Brief 1 :: From the text on the estate's topiaries, copy the passage starting at "Topiaries made in" and ending at "wind and snow.".
Brief 2 ::
Answer these questions from the text on the estate's topiaries:
(a) What plant are the geometric shapes in the garden made of?
(b) How often does English yew need pruning?
(c) What organization uses the produce from the vegetable garden?
Brief 3 :: According to the text on the estate's topiaries, why was it not a concern that California privet sheds its leaves in the fall? Answer in one to three sentences.
──────── Text block ────────
Topiaries made in the 1940s, continued to be made from California privet. Privet is a semi evergreen shrub is fast growing with dark green, elliptic leaves. It was used because it produced relatively quick results. Since it was a summer residence, it was not a concern that privet was deciduous and sheds its leaves in the fall. It requires regular pruning and maintenance including weekly hand trimming. Some conservation metal supports have been discreetly positioned inside the forms to provide stability in wind and snow.

Newer topiaries are made of English yew (Taxus baccata) a sturdy needled evergreen that requires pruning only once or twice a year. However, yew's dense, multibranched habit is more difficult to manipulate. The geometric shapes in the garden are boxwood, which is evergreen and doesn't take detail well.

Paths and plants near the home and entrance are more formal then newer areas of the estates. Towards the entrance classic plantings are features. Areas developed in the 1970s feature more contemporary free-form topiaries.

The grounds also include a small orchard, a cutting garden, a vegetable patch and gourd arbor, and a damask rose garden. Vegetables from the garden are maintained by a community farm program and the produce is used by the Rhode Island Food Bank.
──────── Dataset extract ────────
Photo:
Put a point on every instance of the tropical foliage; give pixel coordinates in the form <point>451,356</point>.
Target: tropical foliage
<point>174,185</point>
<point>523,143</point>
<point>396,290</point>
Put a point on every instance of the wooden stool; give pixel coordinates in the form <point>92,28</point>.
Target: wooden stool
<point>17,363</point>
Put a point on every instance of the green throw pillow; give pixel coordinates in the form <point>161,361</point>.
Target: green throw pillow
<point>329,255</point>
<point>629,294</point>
────────
Problem solution 1 ::
Topiaries made in the 1940s, continued to be made from California privet. Privet is a semi evergreen shrub is fast growing with dark green, elliptic leaves. It was used because it produced relatively quick results. Since it was a summer residence, it was not a concern that privet was deciduous and sheds its leaves in the fall. It requires regular pruning and maintenance including weekly hand trimming. Some conservation metal supports have been discreetly positioned inside the forms to provide stability in wind and snow.

Problem solution 2 ::
(a) Boxwood.
(b) Once or twice a year.
(c) The Rhode Island Food Bank.

Problem solution 3 :: The privet was used at a summer residence, so losing its leaves in the fall did not matter.